### DATASET ENTRIES
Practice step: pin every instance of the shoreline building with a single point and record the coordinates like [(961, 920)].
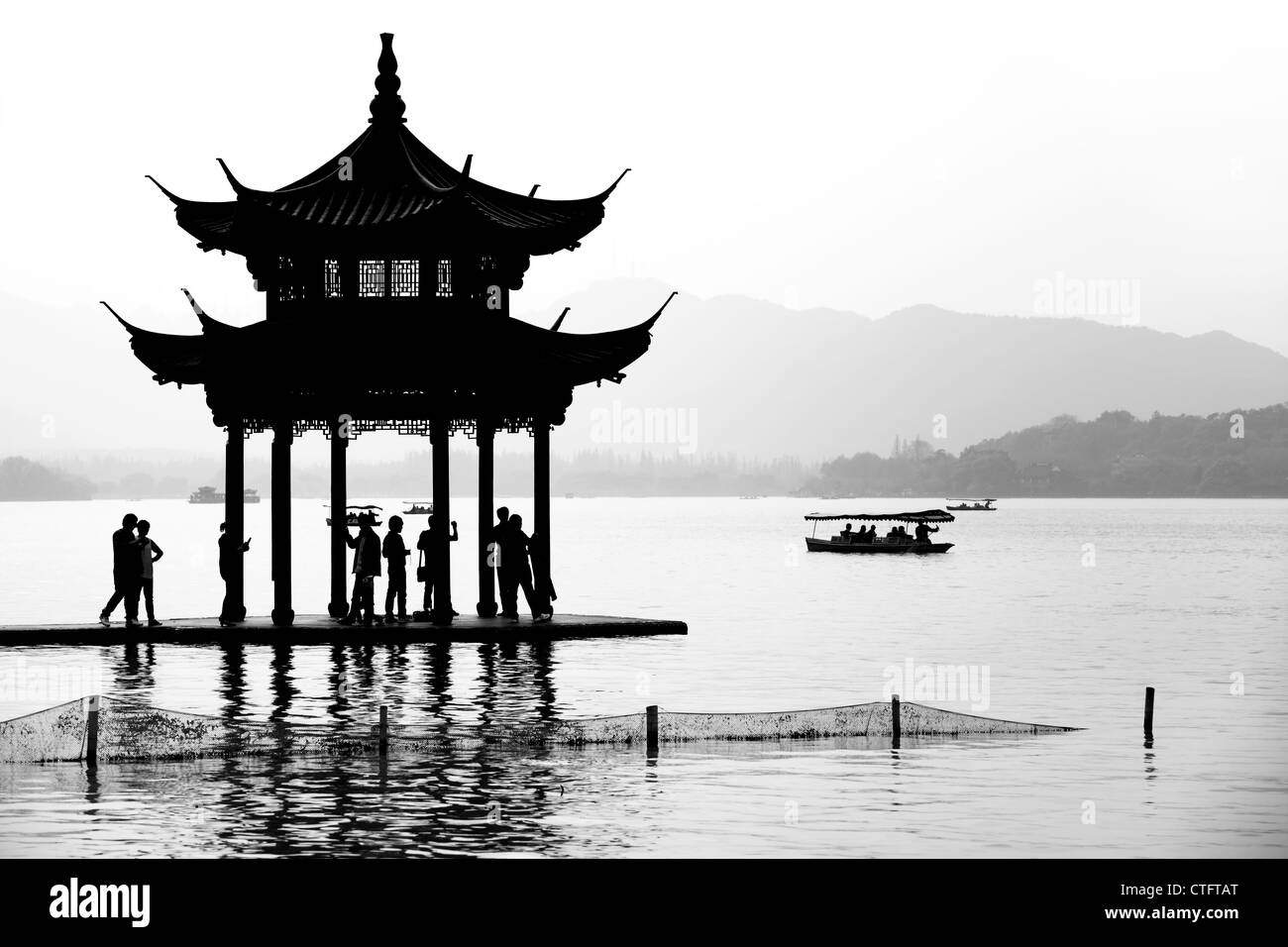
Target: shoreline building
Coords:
[(386, 241)]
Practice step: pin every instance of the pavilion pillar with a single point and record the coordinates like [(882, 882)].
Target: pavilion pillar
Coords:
[(441, 565), (281, 522), (339, 604), (541, 504), (235, 518), (485, 437)]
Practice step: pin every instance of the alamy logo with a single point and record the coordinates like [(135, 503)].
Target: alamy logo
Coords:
[(101, 900), (649, 425), (1113, 299), (938, 684)]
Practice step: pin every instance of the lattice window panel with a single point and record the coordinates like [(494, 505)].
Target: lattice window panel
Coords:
[(287, 287), (403, 277), (443, 279), (372, 278), (331, 287)]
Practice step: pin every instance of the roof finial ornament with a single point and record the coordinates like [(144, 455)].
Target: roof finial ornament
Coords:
[(387, 105)]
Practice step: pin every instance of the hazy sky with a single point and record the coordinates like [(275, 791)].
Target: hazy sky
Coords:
[(859, 157)]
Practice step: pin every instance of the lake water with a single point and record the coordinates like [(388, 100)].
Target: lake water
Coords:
[(1067, 609)]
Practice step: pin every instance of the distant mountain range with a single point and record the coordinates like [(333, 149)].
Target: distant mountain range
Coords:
[(725, 375), (1237, 453), (763, 380)]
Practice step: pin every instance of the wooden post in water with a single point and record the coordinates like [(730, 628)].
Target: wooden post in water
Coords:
[(91, 733), (894, 719)]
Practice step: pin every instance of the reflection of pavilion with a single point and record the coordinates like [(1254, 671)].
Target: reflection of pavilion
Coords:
[(386, 250)]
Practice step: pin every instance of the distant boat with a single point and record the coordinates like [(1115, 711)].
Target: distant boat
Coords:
[(880, 545), (351, 517), (211, 495)]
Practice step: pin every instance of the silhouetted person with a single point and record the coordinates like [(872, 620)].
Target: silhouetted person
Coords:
[(230, 552), (923, 531), (125, 574), (507, 592), (430, 545), (149, 553), (395, 552), (542, 582), (514, 573), (366, 567)]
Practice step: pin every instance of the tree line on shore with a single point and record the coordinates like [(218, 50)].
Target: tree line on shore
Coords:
[(1240, 453), (1228, 454)]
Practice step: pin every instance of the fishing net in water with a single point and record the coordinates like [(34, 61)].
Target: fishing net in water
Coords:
[(128, 731)]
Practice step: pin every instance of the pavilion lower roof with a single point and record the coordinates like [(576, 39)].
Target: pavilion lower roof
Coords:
[(267, 365)]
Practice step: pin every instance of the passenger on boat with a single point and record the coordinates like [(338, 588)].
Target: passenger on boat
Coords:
[(923, 532)]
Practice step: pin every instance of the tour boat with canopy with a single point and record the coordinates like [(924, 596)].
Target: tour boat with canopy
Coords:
[(351, 517), (885, 545)]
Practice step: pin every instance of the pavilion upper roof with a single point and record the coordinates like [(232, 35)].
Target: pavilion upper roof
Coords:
[(386, 187)]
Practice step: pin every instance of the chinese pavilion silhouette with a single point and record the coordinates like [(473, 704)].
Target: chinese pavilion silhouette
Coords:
[(387, 239)]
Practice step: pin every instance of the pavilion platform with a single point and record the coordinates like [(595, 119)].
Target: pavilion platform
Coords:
[(321, 629)]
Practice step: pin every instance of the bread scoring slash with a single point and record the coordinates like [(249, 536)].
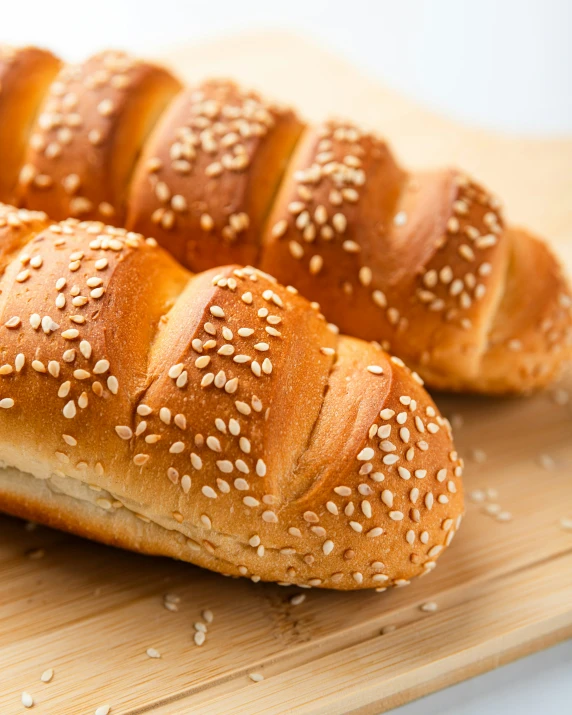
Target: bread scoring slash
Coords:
[(216, 418), (421, 262)]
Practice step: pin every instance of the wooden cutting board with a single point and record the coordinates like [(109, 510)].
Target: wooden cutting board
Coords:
[(502, 590)]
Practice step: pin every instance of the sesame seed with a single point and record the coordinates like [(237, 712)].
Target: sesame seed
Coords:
[(366, 454), (217, 311), (375, 369)]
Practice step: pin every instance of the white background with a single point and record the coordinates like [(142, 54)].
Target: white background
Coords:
[(502, 64)]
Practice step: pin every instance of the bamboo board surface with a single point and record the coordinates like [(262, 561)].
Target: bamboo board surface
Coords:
[(503, 589)]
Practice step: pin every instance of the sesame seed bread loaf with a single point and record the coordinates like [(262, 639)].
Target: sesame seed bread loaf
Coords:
[(421, 263), (88, 133), (26, 74), (217, 417)]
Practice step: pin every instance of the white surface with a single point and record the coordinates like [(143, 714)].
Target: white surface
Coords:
[(502, 64), (506, 64)]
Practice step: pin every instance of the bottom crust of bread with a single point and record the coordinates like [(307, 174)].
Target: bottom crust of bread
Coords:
[(72, 506)]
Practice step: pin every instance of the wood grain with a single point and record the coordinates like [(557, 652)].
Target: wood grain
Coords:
[(503, 589)]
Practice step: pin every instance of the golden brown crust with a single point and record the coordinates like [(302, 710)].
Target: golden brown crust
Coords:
[(417, 263), (25, 75), (208, 173), (422, 264), (220, 408), (90, 129)]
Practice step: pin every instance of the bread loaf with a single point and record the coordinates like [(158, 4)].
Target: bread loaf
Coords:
[(217, 418), (421, 263)]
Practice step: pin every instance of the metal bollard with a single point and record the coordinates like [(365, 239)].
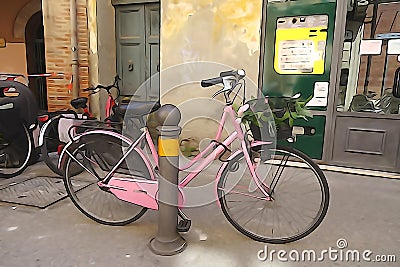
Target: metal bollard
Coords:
[(168, 241)]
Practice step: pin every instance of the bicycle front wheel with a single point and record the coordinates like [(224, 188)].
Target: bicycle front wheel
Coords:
[(299, 196), (98, 154)]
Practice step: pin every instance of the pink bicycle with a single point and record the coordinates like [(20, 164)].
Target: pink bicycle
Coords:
[(270, 194)]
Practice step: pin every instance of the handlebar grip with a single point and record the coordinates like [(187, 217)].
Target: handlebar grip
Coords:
[(211, 82), (228, 73), (89, 89)]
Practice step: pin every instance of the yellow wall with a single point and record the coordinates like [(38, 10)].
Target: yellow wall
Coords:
[(217, 33), (13, 58)]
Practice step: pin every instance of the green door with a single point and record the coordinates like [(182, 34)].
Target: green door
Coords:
[(137, 34)]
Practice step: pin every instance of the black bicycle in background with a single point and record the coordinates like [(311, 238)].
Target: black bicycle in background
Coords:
[(18, 119)]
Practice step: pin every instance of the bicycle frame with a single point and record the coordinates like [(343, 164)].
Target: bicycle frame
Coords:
[(144, 192)]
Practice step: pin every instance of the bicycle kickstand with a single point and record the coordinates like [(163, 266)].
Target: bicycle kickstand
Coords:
[(184, 224)]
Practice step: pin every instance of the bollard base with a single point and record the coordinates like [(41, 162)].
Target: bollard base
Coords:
[(167, 248)]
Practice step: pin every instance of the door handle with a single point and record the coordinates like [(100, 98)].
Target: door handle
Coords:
[(130, 65)]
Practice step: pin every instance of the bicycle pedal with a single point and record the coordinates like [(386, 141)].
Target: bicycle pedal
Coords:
[(184, 226)]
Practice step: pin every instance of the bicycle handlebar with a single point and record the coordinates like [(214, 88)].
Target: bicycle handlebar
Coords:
[(231, 74), (211, 82), (107, 88)]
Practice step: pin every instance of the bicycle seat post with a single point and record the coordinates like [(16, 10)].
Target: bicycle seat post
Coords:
[(168, 241)]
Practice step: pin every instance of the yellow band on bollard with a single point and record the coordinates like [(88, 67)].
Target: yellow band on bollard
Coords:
[(168, 147)]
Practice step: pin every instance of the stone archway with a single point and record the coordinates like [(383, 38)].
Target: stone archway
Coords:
[(23, 17)]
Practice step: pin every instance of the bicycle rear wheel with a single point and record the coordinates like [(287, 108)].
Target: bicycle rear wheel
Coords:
[(15, 155), (99, 153), (299, 191)]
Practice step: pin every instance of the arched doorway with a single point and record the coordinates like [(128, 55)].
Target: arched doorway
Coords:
[(35, 57)]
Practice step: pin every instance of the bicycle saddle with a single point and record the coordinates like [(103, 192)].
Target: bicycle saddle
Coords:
[(137, 108), (79, 102)]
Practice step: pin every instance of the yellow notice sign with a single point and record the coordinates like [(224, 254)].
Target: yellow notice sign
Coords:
[(300, 44), (168, 147)]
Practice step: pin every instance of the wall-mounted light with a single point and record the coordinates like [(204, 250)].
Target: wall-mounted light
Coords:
[(2, 42)]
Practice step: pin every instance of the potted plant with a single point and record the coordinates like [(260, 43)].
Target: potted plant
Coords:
[(284, 112)]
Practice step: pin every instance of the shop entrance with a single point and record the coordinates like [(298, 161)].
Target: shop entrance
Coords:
[(366, 120)]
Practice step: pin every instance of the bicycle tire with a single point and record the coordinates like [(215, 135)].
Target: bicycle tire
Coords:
[(299, 169), (9, 169), (99, 153)]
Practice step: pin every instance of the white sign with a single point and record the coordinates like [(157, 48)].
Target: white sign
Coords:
[(394, 47), (371, 47), (320, 98)]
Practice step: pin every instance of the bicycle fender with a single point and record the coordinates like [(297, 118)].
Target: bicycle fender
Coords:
[(75, 141)]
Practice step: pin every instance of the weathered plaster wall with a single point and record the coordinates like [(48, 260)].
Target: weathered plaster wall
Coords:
[(14, 53), (105, 47), (221, 31), (57, 32)]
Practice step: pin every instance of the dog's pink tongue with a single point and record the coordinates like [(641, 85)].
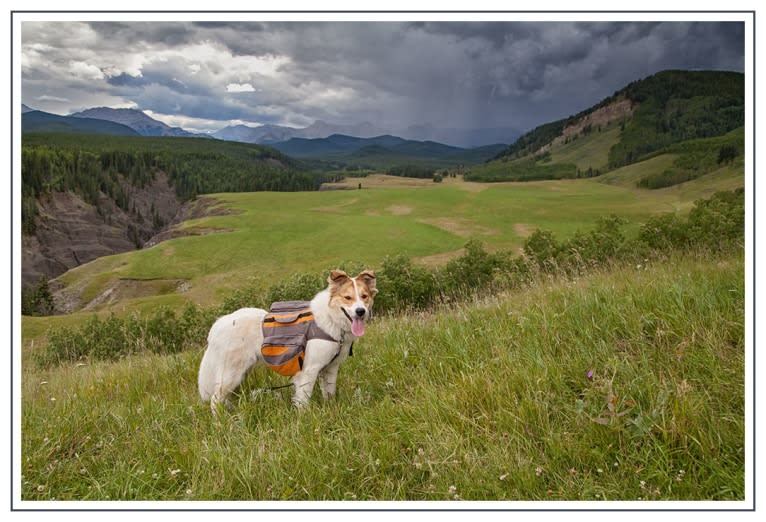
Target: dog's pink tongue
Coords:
[(357, 327)]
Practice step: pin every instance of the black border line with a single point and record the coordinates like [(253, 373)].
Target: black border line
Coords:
[(354, 509)]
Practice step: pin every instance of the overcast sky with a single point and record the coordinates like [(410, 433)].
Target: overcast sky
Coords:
[(205, 75)]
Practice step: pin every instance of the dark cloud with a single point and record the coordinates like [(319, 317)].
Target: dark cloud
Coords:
[(449, 74)]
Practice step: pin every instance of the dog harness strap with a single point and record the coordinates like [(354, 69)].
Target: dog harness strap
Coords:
[(287, 329)]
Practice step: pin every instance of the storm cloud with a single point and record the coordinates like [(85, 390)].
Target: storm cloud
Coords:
[(205, 75)]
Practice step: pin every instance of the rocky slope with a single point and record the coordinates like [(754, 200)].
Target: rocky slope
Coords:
[(71, 232)]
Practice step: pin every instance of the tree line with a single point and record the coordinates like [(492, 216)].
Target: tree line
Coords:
[(93, 165)]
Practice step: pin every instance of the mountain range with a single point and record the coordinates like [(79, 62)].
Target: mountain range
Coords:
[(136, 120), (268, 134), (39, 121)]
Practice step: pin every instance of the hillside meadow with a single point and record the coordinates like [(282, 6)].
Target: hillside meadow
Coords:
[(623, 384), (263, 237)]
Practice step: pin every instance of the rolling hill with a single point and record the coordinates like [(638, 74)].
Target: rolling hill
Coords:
[(647, 118), (136, 120)]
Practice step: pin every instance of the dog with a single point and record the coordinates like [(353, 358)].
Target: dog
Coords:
[(234, 341)]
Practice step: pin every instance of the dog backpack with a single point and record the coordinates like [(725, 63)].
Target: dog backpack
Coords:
[(287, 328)]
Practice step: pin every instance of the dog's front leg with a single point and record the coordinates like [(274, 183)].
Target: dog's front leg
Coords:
[(328, 378), (319, 353)]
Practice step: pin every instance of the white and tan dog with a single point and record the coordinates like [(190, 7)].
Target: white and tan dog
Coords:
[(234, 341)]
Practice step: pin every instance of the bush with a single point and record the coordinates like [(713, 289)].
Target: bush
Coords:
[(405, 286), (718, 221), (298, 287), (37, 299), (472, 271), (664, 232), (542, 249)]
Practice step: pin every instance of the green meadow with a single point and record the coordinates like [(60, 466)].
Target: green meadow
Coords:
[(623, 382), (268, 236)]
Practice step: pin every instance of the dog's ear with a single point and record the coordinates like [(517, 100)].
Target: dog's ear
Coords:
[(337, 277), (368, 277)]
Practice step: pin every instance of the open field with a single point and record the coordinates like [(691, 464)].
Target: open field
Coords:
[(626, 384), (271, 235)]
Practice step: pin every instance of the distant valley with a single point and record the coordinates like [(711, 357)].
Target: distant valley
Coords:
[(680, 128)]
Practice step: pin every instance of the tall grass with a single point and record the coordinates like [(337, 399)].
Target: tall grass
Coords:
[(623, 384)]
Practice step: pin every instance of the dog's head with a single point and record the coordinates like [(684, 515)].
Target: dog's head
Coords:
[(353, 296)]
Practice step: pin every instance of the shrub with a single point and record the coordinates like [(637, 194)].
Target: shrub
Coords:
[(405, 285), (472, 271), (298, 287), (664, 232), (718, 221), (37, 299), (541, 249)]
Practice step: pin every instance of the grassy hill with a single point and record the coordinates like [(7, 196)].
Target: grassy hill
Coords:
[(648, 117), (269, 236), (593, 388)]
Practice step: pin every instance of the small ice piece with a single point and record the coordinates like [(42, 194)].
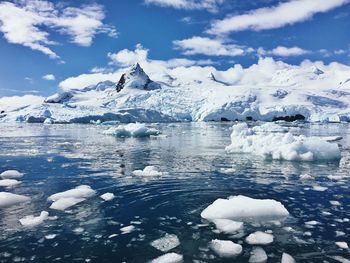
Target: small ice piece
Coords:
[(11, 174), (225, 248), (258, 255), (245, 209), (50, 236), (259, 238), (166, 243), (65, 203), (228, 226), (107, 196), (9, 199), (147, 171), (319, 188), (31, 221), (286, 258), (127, 229), (9, 182), (132, 130), (168, 258), (342, 245)]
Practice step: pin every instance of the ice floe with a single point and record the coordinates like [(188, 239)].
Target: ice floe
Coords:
[(132, 130), (281, 146), (11, 174), (148, 171), (9, 199), (257, 255), (166, 243), (225, 248), (31, 220), (168, 258), (107, 196), (244, 208), (259, 238)]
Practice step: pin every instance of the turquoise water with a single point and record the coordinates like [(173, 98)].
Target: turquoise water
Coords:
[(56, 158)]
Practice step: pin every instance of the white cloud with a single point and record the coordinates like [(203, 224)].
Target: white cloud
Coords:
[(27, 23), (49, 77), (285, 13), (282, 51), (210, 47), (210, 5)]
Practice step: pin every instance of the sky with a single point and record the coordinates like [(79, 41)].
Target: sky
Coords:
[(47, 45)]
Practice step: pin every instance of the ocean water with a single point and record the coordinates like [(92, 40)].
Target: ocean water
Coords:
[(192, 157)]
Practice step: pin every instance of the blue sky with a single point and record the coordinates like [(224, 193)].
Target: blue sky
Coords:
[(43, 43)]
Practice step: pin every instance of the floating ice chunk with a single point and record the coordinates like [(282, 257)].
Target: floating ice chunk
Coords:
[(245, 209), (9, 182), (31, 221), (9, 199), (259, 238), (11, 174), (342, 245), (66, 202), (228, 226), (166, 243), (168, 258), (82, 191), (132, 130), (286, 258), (258, 255), (225, 248), (281, 146), (107, 196), (127, 229), (147, 171)]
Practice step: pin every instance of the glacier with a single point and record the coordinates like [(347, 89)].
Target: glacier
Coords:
[(267, 91)]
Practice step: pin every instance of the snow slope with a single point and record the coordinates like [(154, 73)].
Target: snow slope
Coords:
[(269, 90)]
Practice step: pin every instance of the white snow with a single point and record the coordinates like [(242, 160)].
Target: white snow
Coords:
[(225, 248), (9, 199), (259, 238), (66, 199), (227, 226), (281, 146), (9, 182), (166, 243), (245, 209), (107, 196), (286, 258), (147, 171), (31, 220), (11, 174), (168, 258), (132, 130), (257, 255)]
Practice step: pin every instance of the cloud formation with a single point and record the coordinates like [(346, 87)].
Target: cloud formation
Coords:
[(209, 5), (27, 23), (285, 13)]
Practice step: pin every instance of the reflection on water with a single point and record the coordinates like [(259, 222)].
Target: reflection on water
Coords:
[(193, 161)]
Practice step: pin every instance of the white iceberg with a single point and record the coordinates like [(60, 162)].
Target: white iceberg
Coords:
[(168, 258), (9, 199), (225, 248), (31, 220), (11, 174), (147, 171), (244, 208), (9, 182), (166, 243), (259, 238), (281, 146), (132, 130)]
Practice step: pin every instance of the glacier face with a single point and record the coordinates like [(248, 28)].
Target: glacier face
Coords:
[(266, 91)]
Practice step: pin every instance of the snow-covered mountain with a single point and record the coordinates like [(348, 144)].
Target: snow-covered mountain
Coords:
[(268, 91)]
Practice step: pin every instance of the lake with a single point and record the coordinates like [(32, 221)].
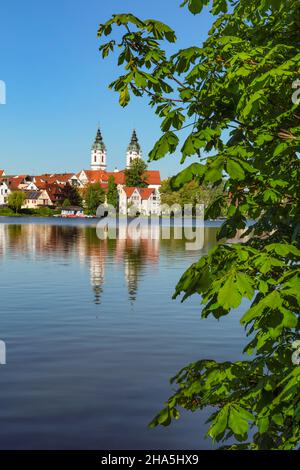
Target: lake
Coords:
######
WHAT IS EXPECTED: The word to find is "seat". Copy every line of the records that holds it.

COMPLETED TASK:
Practice step: pin every instance of the bicycle seat post with a single point and record the coordinates like [(16, 10)].
Target: bicycle seat post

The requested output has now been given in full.